▸ What the exercise asks: Each record below must be returned exactly as shown.

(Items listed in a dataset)
+ + + +
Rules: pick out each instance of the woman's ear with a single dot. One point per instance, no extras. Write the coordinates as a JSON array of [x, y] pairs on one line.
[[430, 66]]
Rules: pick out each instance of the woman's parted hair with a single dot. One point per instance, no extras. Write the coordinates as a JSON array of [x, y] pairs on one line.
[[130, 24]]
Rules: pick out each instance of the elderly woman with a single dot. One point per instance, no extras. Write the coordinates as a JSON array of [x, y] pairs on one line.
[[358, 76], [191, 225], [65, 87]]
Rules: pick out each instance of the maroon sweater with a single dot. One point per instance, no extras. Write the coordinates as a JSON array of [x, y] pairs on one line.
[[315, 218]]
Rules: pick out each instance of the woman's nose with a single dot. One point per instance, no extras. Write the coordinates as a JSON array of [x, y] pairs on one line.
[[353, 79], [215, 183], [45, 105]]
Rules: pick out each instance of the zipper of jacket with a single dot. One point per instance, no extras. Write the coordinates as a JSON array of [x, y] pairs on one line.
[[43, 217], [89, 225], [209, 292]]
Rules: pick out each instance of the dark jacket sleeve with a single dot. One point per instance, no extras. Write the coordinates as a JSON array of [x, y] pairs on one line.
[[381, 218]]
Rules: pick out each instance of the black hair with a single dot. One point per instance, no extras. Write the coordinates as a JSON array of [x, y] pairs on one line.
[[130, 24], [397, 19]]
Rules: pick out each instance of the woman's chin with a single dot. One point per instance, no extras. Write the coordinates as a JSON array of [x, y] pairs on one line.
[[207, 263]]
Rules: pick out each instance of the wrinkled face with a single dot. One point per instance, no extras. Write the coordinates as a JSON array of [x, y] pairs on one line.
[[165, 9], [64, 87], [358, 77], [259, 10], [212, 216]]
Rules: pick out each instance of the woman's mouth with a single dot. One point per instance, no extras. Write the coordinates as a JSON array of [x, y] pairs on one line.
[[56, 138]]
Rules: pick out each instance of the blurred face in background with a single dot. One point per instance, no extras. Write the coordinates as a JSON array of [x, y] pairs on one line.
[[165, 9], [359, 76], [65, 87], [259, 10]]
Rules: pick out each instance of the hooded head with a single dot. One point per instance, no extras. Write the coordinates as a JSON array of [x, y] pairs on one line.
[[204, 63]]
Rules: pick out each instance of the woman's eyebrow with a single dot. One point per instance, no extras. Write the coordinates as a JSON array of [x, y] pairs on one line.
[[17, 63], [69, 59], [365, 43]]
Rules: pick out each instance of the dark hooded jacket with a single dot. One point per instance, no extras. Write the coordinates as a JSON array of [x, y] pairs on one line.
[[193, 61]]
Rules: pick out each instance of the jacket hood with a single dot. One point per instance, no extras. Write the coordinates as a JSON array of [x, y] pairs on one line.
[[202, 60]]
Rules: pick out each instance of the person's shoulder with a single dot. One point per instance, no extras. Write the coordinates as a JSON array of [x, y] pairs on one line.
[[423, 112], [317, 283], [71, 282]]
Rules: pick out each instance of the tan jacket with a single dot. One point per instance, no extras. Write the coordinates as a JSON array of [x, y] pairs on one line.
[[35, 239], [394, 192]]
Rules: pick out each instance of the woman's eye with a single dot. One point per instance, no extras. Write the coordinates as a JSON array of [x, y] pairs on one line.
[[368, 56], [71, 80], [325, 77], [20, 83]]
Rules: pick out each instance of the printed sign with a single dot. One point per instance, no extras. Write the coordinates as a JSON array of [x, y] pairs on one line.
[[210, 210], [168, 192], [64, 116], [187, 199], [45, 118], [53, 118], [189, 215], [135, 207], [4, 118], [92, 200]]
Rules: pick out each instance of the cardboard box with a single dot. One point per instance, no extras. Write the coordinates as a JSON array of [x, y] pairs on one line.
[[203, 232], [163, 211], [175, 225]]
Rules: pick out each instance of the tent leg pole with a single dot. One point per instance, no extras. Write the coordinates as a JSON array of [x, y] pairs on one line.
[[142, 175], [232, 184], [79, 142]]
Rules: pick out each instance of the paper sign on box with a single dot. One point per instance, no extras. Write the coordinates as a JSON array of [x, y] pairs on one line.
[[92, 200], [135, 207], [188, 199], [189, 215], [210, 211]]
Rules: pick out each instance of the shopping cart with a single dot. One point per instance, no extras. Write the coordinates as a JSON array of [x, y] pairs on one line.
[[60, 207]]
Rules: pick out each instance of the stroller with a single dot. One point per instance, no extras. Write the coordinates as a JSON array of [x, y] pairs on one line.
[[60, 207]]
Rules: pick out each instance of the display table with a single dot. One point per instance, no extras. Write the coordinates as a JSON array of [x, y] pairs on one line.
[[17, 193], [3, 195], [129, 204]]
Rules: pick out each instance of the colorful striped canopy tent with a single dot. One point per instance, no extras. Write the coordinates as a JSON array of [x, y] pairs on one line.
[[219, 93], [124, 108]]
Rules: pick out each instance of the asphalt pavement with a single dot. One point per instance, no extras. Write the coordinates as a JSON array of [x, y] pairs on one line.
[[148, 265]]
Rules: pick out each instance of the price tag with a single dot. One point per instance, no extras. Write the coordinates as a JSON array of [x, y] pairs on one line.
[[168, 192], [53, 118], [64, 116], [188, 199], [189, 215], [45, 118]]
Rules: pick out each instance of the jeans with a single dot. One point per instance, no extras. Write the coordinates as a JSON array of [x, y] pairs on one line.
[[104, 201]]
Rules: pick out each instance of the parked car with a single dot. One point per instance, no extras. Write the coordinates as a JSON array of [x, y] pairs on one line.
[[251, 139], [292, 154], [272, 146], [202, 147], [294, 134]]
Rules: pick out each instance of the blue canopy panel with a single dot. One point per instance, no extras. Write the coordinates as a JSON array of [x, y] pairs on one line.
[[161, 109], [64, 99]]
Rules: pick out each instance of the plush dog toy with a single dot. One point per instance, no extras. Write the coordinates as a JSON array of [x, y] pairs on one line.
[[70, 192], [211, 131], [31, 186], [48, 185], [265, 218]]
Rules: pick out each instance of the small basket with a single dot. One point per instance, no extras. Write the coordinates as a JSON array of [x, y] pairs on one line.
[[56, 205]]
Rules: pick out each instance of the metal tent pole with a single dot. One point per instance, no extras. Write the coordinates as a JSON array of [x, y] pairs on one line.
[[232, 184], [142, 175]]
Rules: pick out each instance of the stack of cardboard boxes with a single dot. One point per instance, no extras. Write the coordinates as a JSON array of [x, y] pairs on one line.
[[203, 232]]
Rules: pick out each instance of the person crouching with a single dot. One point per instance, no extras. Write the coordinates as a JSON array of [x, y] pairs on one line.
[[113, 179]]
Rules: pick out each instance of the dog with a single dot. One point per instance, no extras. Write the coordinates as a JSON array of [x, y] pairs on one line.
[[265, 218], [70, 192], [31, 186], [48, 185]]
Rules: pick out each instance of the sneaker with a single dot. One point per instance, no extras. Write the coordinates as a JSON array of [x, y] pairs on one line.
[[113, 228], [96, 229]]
+ + + +
▸ Output of the task:
Rules: pick out each instance of the woman's ear with a single dot. One point per instance, no extras. Write the coordinates as a JSON array of [x, y] pairs on one line.
[[430, 66]]
Rules: pick out each instance of the woman's parted hair with a single dot. One point per instance, no extras. Write the coordinates as a JSON array of [x, y] pairs on one line.
[[130, 24]]
Rules: pick out each instance of the elderly woman with a single dot. One point per instance, no extras. Write the coordinates as a JSON array of [x, y] pairs on one line.
[[358, 76], [191, 225], [65, 87]]
Rules: pick out each instance of the maroon sweater with a single dot. One point per instance, no extras. Write the coordinates as a JSON array of [x, y] pairs on one line.
[[315, 218]]
Rules: pick out each instance of the woman's nose with a single dot. One point per instance, no extras. Write the coordinates as a JSON array of [x, y] pairs on one line.
[[353, 79], [215, 183], [45, 105]]
Rules: pick out each instance of the zipper of jacket with a single dot. One point per instance, no extras. Write the coordinates as a JSON array of [x, y] pairs on one line.
[[43, 217], [89, 225], [209, 292]]
Rules: pick out each instance of the dark jacket sleeve with a single dot. One point per instance, no extras. Write the coordinates as a JSON array of [x, y] pairs on one line.
[[381, 218]]
Rules: pick out each instance of the black hair with a single dot. One point per instance, no extras. Write the coordinates as a JSON array of [x, y] pairs on one line.
[[130, 24], [397, 19]]
Rules: pick out each instance of the woman's chin with a single dot. One point per instance, no extras. Write the coordinates as a JSON array of [x, y] pairs on one line.
[[207, 263]]
Rules: pick out each instance of the wrinkled face with a single dot. One point per instance, no extras. Write the coordinates as a JSON array of [x, y] pairs on one line.
[[165, 9], [64, 87], [358, 77], [259, 10], [212, 216]]
Rules: pick out each instance of the woman's mouth with a single dot. One point per instance, no extras. Write the coordinates as a JSON array of [x, y] pairs on one line.
[[56, 138]]
Rules: pick out each instance of the blurred face in background with a single dot. One point per instance, no extras. Write the coordinates as a JSON array of [x, y] pairs on one line.
[[165, 9], [359, 76], [65, 87], [259, 10]]
Rules: pick out each instance of the hooded head with a single dot. One point per instance, no extras. Write the coordinates as a JSON array of [x, y] pairs on one line.
[[204, 63]]
Rules: pick out each instance of the woman's eyebrow with a single dot. One point per instance, no extras. Write the coordinates as a JSON array of [x, y] pairs on one line.
[[17, 63], [69, 59], [365, 43]]
Rules: pick out each instance of the dark hooded jacket with a single dot. One point per instance, no extras. Write the coordinates as a JSON array of [x, y] pairs on one line.
[[193, 61]]
Rules: pick out each instance of the jacket hood with a single dot. One point per instance, no extras. Write the coordinates as a JSON array of [x, y] pairs on one line.
[[202, 60]]
Rules: pick out each instance of the person's shoulder with a single dot. One point per instance, no extras. Write the coordinates as a JSON array of [x, y] pairs on one line.
[[423, 112], [317, 283], [71, 282]]
Rules: pick out each instance of the tan jacket with a single dot. One point per instance, no extras. Write the coordinates as a JSON array of [x, y] pairs on one line.
[[35, 239], [394, 192]]
Rules: pick out each instance of the woman's eye with a single dot. One point per instance, no extras. Write the coordinates as a JSON array of [x, y] pairs on one line.
[[368, 56], [71, 80], [325, 77], [20, 83]]
Rules: pick out each instance of the printed sign with a single dot. One point per instance, no extras. Write the coordinates as a JSON array of [x, y] pairs on one line.
[[210, 210], [168, 192], [64, 116], [187, 199], [45, 118], [53, 118], [189, 215], [135, 207], [4, 118], [92, 200]]
Rules: pick out each instance of the cardboard box with a single dot. One point per instance, no extras. Write the coordinates as a JSON array of [x, y] pairs on one line.
[[203, 232], [163, 211], [175, 225]]
Rules: pick out each instance of the tent leg pole with a single dot. One point per instance, no extras. Write the coordinates as a JSON array of [x, y] pairs on one line.
[[142, 175], [232, 184], [79, 142]]
Rules: pick out each instance of the paper sign on box with a single dot. One point per instance, no extras. Write the coordinates as a JSON array of [x, y] pairs on one line.
[[92, 200], [135, 207], [188, 199], [189, 215], [210, 211]]
Rules: pick out each instance of the shopping cart with a single dot. One point per instance, no extras. Write the coordinates as a JSON array of [x, y] pairs on one line.
[[60, 207]]
Rules: pick out each instance of the stroller with a single dot. One point per instance, no extras. Write the coordinates as a JSON array of [x, y] pairs on one line.
[[60, 207]]
Rules: pick out each instance of the display table with a single dot. One point per instance, no extras. Write the coordinates as a JSON array of [x, y] pairs on one line.
[[17, 193], [3, 195], [129, 204]]
Rules: pick out each instance of the colorful striped canopy tent with a single dot. One point per instance, no extras. Write the coordinates as a JSON array of [x, y] pairs on one line.
[[219, 93], [124, 108]]
Rules: pick out each instance of the asphalt pavement with a single dot. One point per instance, no extras. Write the coordinates as a JSON array of [x, y] pairs on one line.
[[148, 265]]
Rules: pick out each instance of the price tag with a single dot. One point per instance, no extras. Write the coordinates as a JSON array of [x, y] pairs on one line.
[[168, 192], [53, 118], [64, 116], [188, 199], [189, 215], [45, 118]]
Rules: pick out each instance of the jeans with a single dot. One point per instance, no extras. Write the coordinates as a JSON array of [x, y] pairs on one line.
[[104, 201]]
Rules: pick out each instance of the parked car with a single dot. One point per instance, no extras. Write the coordinates as a JSON array of [x, y] pairs on one line.
[[251, 139], [292, 154], [272, 146], [202, 147], [294, 134]]
Rules: pick out each instance of the blue canopy panel with a single dot. One point per instance, no extras. Write the coordinates as a JSON array of [x, y] pairs on one line.
[[161, 109], [64, 99]]
Rules: pick out each instance of the plush dog toy with a single dot. One point per instance, no extras. Write the coordinates as a JSON array of [x, y] pairs on one line.
[[70, 192], [211, 131], [31, 186], [48, 185], [265, 218]]
Rules: pick out each instance of the small basket with a single dot. One point per instance, no extras. Write the coordinates as a JSON array of [x, y] pairs on one line.
[[56, 205]]
Rules: pick out each instance of the metal tent pole with a single dot. One point per instance, no extras. Write the coordinates as a JSON array of [x, y] pairs on one line.
[[232, 184], [142, 175]]
Rules: pick out each instance of the stack of cardboard boxes with a single dot. One point per instance, no extras. Write the coordinates as a JSON array of [x, y] pairs on one line.
[[203, 232]]
Rules: pick out each instance of the person crouching with a single dot. One point per instance, no extras. Write the coordinates as a JSON array of [x, y] pairs on one line.
[[113, 179]]
Rules: pick out each instance of the dog with a single dot. One point per instance, no extras. Write the coordinates as a JSON array of [x, y] pairs on one line.
[[265, 218], [70, 192], [31, 186], [48, 185]]
Rules: pick out each instance of the sneaker with a single dot. One point per instance, no extras. Write the coordinates as a JSON array of [x, y] pairs on one line.
[[113, 228], [96, 229]]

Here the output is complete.